* [GIVEN INSTRUCTION 1]
Translate this sentence from the faculty salary comparison into Spanish: "Associate professors saw their comparative pay slip three places in the rankings to No. 15 and assistant professors dropped seven places to No. 20."
* [GIVEN INSTRUCTION 2]
In the faculty salary comparison, swap "rankings" for "standings" and write out the passage from "A comparison of" to "of Institutional Research.".
* [GIVEN INSTRUCTION 3]
Write the next part of the faculty salary comparison, picking up after its final sentence.

* [EXCERPT PROVIDED]
......

Faculty salaries ranked vs. AAU publics

A comparison of faculty salaries at the Pittsburgh campus with salaries at 33 other public Association of American Universities (AAU) institutions showed that full professors’ pay held steady at No. 13, unchanged from last year’s comparison.

Associate professors saw their comparative pay slip three places in the rankings to No. 15 and assistant professors dropped seven places to No. 20.

Librarians were the only group to see a gain in the comparative rankings, moving up six notches, according to an annual analysis released last week by Pitt’s Office of Institutional Research.

Although salaries of full professors at the Pittsburgh campus rose an average of 3.1 percent to $113,200, they remained unchanged in the rankings. Topping the public peer group list was the University of California-Los Angeles with an average salary of $128,400. At the bottom was the University of Oregon with an average of $88,000.

Associate professors earned an average of $75,500 at the Pittsburgh campus, a 2 percent increase from a year ago. But in the rankings their pay level fell from No. 12 a year ago to No. 15 in the current comparison. The survey found the highest paid associate professors in the public AAU schools at the University of Michigan-Ann Arbor with $83,700. Ranking last was the University of Oregon with $63,100.

While Pitt’s assistant professors at the Pittsburgh campus earned an average of $64,600, up 1.6 percent from last year, their ranking fell seven places to No. 20 among the 34 public AAU schools, down from No. 13 last year. Their colleagues at the University of Maryland-College Park earned $75,900 to top the peer group. The University of Missouri-Columbia was at the bottom of the group with average pay of $55,700.

......

Records from a collection:

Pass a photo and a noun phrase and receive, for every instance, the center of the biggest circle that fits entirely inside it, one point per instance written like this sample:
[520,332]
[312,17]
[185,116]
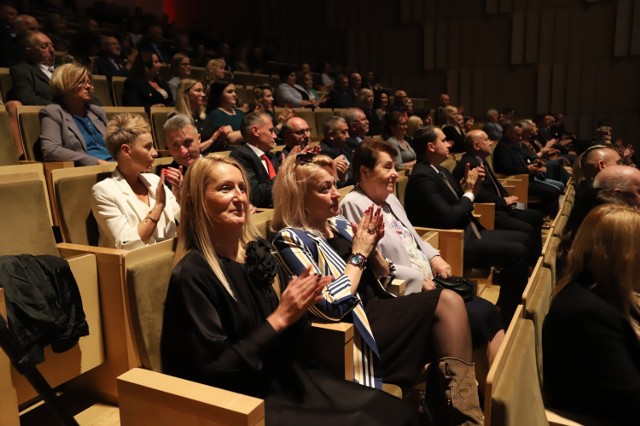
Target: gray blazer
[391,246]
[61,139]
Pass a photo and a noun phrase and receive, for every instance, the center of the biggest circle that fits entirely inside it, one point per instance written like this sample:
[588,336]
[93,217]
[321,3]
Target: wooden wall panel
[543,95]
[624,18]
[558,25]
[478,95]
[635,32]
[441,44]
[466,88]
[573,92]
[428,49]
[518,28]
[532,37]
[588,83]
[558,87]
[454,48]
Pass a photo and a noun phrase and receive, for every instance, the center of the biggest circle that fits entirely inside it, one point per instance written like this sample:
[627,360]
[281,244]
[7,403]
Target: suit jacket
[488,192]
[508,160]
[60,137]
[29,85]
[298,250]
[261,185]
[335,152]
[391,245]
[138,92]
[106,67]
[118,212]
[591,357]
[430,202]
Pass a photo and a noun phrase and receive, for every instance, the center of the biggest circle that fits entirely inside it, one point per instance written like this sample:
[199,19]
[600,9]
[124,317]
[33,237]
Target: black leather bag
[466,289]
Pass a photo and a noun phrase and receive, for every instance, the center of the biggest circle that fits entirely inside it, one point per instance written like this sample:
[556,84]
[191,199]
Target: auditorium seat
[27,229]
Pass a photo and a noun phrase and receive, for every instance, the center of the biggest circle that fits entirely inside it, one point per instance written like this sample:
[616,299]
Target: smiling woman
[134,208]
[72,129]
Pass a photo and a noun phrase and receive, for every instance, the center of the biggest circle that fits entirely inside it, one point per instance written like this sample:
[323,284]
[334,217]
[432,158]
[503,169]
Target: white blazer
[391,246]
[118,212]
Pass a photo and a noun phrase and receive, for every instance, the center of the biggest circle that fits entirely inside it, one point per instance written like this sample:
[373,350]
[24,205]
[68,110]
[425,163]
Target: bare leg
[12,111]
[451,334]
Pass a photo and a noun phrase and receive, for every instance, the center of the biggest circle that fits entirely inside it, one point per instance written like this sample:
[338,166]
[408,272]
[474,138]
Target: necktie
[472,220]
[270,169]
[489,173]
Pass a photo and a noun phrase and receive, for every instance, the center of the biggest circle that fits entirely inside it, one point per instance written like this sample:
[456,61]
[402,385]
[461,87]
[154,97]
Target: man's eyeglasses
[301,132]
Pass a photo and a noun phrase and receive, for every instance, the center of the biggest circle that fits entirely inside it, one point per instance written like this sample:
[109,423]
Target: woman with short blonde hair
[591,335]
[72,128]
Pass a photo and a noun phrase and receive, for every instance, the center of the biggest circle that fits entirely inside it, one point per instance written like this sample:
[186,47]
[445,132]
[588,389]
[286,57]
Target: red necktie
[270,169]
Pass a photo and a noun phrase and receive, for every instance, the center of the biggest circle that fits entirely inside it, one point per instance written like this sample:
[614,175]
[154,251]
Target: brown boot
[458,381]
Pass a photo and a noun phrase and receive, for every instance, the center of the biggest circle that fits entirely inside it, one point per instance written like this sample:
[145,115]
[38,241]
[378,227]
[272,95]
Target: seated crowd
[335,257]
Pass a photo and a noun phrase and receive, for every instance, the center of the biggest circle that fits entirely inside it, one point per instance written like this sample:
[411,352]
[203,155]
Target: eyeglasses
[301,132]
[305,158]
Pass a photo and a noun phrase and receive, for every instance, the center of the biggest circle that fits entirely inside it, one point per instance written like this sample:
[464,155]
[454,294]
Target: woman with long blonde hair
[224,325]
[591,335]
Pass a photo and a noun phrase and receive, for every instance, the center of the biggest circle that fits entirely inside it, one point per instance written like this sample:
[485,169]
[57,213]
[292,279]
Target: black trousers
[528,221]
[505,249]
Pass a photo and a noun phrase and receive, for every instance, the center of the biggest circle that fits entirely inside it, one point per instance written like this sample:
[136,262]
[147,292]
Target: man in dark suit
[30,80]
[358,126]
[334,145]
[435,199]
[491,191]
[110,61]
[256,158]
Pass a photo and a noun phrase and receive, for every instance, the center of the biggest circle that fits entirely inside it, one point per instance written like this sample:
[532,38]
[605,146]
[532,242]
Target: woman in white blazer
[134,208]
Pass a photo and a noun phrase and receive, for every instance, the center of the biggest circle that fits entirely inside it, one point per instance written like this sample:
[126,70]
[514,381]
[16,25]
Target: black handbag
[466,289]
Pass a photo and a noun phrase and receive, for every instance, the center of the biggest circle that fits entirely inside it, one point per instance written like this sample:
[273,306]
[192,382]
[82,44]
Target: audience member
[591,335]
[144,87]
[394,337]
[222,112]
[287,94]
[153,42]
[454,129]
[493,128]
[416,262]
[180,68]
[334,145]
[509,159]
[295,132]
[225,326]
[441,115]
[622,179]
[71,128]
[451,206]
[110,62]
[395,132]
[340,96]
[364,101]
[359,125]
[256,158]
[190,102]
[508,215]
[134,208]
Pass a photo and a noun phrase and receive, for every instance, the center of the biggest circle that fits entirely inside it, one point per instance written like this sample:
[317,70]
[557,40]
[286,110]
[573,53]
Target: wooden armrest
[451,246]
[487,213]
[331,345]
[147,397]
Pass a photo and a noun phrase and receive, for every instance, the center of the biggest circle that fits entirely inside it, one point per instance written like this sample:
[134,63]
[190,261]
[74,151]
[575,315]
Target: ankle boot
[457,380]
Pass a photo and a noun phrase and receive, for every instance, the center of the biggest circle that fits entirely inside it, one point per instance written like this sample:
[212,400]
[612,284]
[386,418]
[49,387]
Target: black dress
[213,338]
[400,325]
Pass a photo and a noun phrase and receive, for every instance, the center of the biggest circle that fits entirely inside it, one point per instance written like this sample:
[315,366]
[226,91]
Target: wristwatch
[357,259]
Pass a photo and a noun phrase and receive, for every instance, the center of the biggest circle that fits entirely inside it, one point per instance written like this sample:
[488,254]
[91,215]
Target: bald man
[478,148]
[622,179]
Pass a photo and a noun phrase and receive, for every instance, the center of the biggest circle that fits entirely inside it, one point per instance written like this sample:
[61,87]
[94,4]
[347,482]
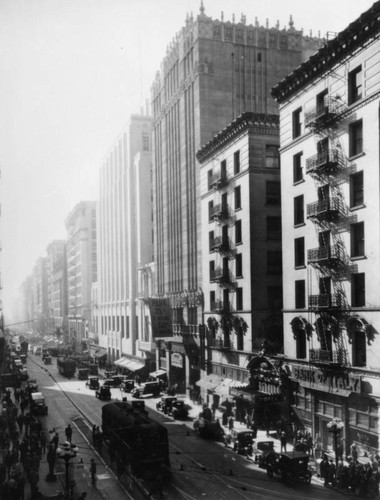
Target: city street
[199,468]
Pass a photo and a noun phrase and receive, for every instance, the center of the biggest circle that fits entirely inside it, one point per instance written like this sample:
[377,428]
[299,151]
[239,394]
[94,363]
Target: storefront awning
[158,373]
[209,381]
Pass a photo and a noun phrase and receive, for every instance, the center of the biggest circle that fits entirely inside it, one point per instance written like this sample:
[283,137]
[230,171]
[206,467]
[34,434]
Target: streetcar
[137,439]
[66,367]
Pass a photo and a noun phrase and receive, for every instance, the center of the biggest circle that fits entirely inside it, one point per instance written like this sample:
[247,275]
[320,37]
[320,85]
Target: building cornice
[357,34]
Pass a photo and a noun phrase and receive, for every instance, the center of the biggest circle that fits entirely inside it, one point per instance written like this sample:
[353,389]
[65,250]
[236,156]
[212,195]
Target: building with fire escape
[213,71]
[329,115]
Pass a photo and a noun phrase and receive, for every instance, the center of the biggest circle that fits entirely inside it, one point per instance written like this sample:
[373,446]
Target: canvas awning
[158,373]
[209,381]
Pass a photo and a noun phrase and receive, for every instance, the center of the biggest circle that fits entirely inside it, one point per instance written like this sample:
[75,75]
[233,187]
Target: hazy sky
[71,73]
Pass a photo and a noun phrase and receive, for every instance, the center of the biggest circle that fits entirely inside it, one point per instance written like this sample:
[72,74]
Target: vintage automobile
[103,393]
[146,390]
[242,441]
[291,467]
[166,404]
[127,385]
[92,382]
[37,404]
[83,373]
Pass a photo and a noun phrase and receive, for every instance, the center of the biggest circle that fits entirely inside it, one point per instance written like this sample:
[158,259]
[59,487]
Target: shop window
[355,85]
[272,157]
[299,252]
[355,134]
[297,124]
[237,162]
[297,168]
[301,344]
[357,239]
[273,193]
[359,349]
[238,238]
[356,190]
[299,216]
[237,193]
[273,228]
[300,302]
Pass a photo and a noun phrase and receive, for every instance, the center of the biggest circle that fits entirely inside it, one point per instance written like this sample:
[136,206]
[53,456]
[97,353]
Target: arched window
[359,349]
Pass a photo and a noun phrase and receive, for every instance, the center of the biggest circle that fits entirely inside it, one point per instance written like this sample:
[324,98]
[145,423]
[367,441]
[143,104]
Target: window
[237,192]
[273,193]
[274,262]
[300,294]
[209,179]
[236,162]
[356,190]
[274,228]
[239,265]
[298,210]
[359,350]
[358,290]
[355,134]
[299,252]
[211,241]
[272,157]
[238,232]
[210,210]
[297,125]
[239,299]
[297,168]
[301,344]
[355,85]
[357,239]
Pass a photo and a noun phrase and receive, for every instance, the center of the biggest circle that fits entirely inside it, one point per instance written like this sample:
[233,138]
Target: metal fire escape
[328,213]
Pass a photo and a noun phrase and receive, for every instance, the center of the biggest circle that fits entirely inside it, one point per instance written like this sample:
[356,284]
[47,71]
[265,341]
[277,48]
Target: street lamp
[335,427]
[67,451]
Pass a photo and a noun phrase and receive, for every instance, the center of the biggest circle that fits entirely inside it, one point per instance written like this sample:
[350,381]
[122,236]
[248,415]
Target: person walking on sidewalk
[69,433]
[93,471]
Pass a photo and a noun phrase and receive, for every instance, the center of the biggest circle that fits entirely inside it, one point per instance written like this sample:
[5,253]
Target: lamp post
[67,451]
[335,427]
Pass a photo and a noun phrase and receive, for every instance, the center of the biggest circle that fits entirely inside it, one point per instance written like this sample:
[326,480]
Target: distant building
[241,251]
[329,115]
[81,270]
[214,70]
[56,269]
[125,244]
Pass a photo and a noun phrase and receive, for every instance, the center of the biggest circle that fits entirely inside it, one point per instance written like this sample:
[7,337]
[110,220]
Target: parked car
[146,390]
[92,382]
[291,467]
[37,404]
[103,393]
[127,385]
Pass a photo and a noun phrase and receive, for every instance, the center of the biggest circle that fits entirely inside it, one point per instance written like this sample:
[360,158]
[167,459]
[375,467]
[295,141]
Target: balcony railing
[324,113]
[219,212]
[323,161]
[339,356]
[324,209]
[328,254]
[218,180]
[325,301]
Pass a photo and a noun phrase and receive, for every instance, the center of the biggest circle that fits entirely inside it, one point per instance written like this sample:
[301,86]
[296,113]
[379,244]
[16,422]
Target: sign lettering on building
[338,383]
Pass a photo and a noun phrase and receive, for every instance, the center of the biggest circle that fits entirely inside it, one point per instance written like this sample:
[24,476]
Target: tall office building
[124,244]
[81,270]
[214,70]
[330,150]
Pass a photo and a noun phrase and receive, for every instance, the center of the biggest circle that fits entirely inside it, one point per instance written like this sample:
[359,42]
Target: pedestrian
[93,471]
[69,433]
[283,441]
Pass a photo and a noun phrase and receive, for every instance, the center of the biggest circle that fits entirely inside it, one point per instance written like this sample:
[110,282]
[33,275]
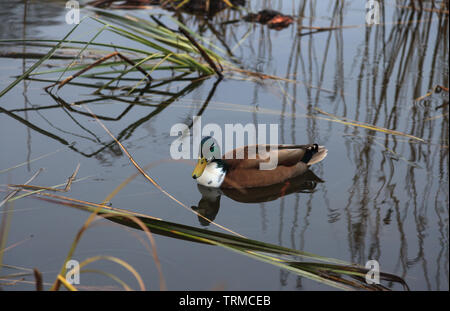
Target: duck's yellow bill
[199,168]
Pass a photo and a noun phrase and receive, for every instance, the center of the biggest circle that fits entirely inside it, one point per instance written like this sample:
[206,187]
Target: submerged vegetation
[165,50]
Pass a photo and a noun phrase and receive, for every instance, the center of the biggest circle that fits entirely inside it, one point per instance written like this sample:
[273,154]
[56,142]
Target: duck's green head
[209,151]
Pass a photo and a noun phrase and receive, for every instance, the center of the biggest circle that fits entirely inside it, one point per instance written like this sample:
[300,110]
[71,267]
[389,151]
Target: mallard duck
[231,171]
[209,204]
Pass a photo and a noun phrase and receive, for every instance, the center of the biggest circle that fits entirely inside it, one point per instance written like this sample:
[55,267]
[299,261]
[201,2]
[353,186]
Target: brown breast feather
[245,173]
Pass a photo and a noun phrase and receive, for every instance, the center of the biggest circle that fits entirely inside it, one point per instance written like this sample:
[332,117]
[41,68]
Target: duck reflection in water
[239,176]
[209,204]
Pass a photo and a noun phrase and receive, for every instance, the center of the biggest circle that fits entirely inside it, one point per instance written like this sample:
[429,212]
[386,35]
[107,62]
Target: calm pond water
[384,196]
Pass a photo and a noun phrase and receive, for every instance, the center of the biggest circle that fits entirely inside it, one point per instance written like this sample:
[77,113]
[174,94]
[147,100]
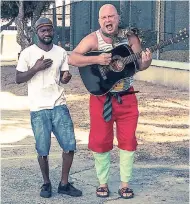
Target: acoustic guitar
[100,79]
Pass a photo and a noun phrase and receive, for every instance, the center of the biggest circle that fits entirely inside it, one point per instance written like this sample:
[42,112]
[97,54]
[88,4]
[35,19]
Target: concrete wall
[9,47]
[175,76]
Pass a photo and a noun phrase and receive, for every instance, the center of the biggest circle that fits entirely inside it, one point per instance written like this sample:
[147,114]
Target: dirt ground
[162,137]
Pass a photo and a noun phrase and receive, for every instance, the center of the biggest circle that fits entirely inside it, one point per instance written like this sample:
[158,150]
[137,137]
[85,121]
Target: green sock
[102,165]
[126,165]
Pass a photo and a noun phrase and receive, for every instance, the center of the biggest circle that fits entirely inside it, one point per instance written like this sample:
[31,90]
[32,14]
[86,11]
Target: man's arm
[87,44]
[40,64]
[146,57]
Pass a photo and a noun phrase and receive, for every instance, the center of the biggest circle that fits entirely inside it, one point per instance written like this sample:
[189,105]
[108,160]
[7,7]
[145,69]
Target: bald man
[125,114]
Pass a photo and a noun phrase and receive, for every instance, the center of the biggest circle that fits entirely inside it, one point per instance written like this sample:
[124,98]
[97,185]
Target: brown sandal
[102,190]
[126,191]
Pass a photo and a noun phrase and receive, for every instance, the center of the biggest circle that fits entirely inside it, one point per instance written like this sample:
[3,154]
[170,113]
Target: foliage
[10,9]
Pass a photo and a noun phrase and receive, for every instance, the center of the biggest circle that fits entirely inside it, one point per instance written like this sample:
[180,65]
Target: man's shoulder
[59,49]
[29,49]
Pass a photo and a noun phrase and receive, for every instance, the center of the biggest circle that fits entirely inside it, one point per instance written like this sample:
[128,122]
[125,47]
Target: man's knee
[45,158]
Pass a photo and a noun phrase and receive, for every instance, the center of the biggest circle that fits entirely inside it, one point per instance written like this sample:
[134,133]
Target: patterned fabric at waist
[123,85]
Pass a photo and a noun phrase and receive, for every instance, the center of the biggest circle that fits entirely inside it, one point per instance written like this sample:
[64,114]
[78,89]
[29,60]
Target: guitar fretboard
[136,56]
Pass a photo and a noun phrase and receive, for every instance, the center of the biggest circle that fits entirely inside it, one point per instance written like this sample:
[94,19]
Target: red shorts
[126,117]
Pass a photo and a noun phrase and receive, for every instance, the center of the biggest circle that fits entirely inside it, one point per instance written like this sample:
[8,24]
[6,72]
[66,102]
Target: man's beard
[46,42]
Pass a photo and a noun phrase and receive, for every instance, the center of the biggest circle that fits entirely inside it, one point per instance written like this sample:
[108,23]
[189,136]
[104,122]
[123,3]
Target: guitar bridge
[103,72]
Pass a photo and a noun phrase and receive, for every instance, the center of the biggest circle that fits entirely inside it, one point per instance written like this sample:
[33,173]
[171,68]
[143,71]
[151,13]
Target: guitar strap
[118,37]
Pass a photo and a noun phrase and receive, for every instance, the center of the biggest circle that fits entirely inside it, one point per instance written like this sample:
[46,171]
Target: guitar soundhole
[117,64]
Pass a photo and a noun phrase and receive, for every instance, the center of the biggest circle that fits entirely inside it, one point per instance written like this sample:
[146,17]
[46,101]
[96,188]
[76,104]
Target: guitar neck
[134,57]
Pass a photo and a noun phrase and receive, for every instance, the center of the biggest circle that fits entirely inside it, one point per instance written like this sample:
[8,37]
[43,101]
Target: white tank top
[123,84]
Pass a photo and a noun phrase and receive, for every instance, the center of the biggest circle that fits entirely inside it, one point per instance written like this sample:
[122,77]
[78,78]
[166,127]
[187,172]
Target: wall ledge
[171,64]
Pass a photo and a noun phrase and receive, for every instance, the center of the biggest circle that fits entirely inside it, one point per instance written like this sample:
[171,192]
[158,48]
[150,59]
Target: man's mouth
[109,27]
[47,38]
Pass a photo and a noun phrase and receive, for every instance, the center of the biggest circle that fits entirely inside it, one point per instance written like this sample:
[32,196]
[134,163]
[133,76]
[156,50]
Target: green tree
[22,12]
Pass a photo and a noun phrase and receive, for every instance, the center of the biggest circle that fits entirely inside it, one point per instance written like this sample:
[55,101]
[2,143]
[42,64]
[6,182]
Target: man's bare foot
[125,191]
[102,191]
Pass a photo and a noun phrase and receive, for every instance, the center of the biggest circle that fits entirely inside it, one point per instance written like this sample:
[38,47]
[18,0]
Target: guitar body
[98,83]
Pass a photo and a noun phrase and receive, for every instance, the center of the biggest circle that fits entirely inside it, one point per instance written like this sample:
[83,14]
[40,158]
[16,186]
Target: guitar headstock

......

* [RESULT 1]
Los profesores asociados vieron cómo su salario comparativo bajaba tres puestos en la clasificación hasta el n.º 15, y los profesores asistentes cayeron siete puestos hasta el n.º 20.

* [RESULT 2]
A comparison of faculty salaries at the Pittsburgh campus with salaries at 33 other public Association of American Universities (AAU) institutions showed that full professors’ pay held steady at No. 13, unchanged from last year’s comparison.

Associate professors saw their comparative pay slip three places in the standings to No. 15 and assistant professors dropped seven places to No. 20.

Librarians were the only group to see a gain in the comparative standings, moving up six notches, according to an annual analysis released last week by Pitt’s Office of Institutional Research.

* [RESULT 3]
Librarians at the Pittsburgh campus ranked No. 20 in the peer comparisons, up six places from No. 26 a year ago. They earned an average of $59,400, a pay increase of 6.1 percent over last year. Those at University of California-Berkeley ranked No. 1 with an average pay of $74,800, while librarians at the University of Missouri-Columbia were at the bottom of the list with $51,900.

The librarians’ climb in the rankings was greeted with enthusiasm by members of the University Senate budget policies committee (BPC) who received the report in a May 19 meeting.

“The good news is that librarians are moving up. They were at the bottom a few years ago,” said committee member Phil Wion.

Robert Pack, vice provost, academic planning and resources management, said the result can be attributed to an effort by the provost to use differential spending to buoy librarians’ salaries.

The group rose from No. 30 in fiscal 2002 to No. 22 in fiscal 2004, then dipped to No. 26 a year ago before rising to the current No. 20.

In the current survey, salaries for all four Pitt faculty groups surveyed were in the second quintile of the peer group, meaning that the average pay ranged between the 60th to 79.9th percentile in the survey.

Data for the survey was gleaned from information published by the American Association of University Professors (AAUP) in the March-April 2006 issue of Academe. Librarian salaries are taken from the Association of Research Librarians 2005-06 annual salary survey.

And, while numbers don’t lie, members of the administration and the BPC caution that there’s more to the figures than initially may meet the eye. They say that while comparisons are a tool that can be used to measure change over time, they are subject to many changeable factors from year to year.

While the average increase for faculty who remained in the same rank as in the prior year was consistent with history, Pack said the change in the makeup of the faculty ranks affected the University’s percentage increases this year. The changed mix at Pitt — including an overall increase in the number of assistant professors — was a result of a combination of retirements, promotions and new hiring, driven in part by replacement hiring as a result of retirements, and not attributable to any one factor. In addition, a large number of new hires that increased the overall number of assistant professors combined with a significant number of promotions lowered the average pay for that rank at Pitt.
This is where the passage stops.